Pick out and copy every line of the material below that contains the string "clicks". Case counts.

Stored data entries:
========

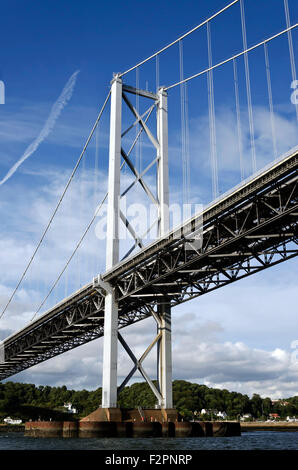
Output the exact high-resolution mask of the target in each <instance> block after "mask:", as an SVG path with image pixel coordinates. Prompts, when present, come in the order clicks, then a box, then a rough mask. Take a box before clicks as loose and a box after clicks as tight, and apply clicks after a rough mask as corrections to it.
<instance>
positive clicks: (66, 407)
mask: <svg viewBox="0 0 298 470" xmlns="http://www.w3.org/2000/svg"><path fill="white" fill-rule="evenodd" d="M64 408H66V409H67V413H72V414H76V413H77V412H78V410H77V409H76V408H73V407H72V403H64Z"/></svg>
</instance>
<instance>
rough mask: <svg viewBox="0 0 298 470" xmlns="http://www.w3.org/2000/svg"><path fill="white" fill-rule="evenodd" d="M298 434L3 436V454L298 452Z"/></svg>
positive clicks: (276, 431)
mask: <svg viewBox="0 0 298 470" xmlns="http://www.w3.org/2000/svg"><path fill="white" fill-rule="evenodd" d="M297 449H298V433H297V432H278V431H272V432H271V431H254V432H245V433H243V434H242V435H241V436H240V437H215V438H214V437H199V438H147V439H143V438H138V439H137V438H135V439H134V438H92V439H85V438H81V439H79V438H73V439H70V438H68V439H65V438H35V437H34V438H33V437H27V436H26V437H25V436H24V434H23V433H21V432H18V433H14V432H9V433H0V450H114V451H115V450H172V451H174V450H297Z"/></svg>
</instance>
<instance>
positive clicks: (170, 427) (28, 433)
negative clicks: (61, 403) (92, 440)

========

▶ RESPONSE TO THIS EXERCISE:
Output the exact high-resolution mask of the target in each <instance> block after "mask:", as an SVG path with image pixel coordinates. Prompts, when present, come in the order clicks, then a box, then a rough mask. Take a box before clicks as loose and a box after clicks as tight, and apply clicks after a rough mask as corrections to it.
positive clicks: (66, 407)
positive clicks: (276, 431)
positive clicks: (170, 427) (28, 433)
negative clicks: (61, 403) (92, 440)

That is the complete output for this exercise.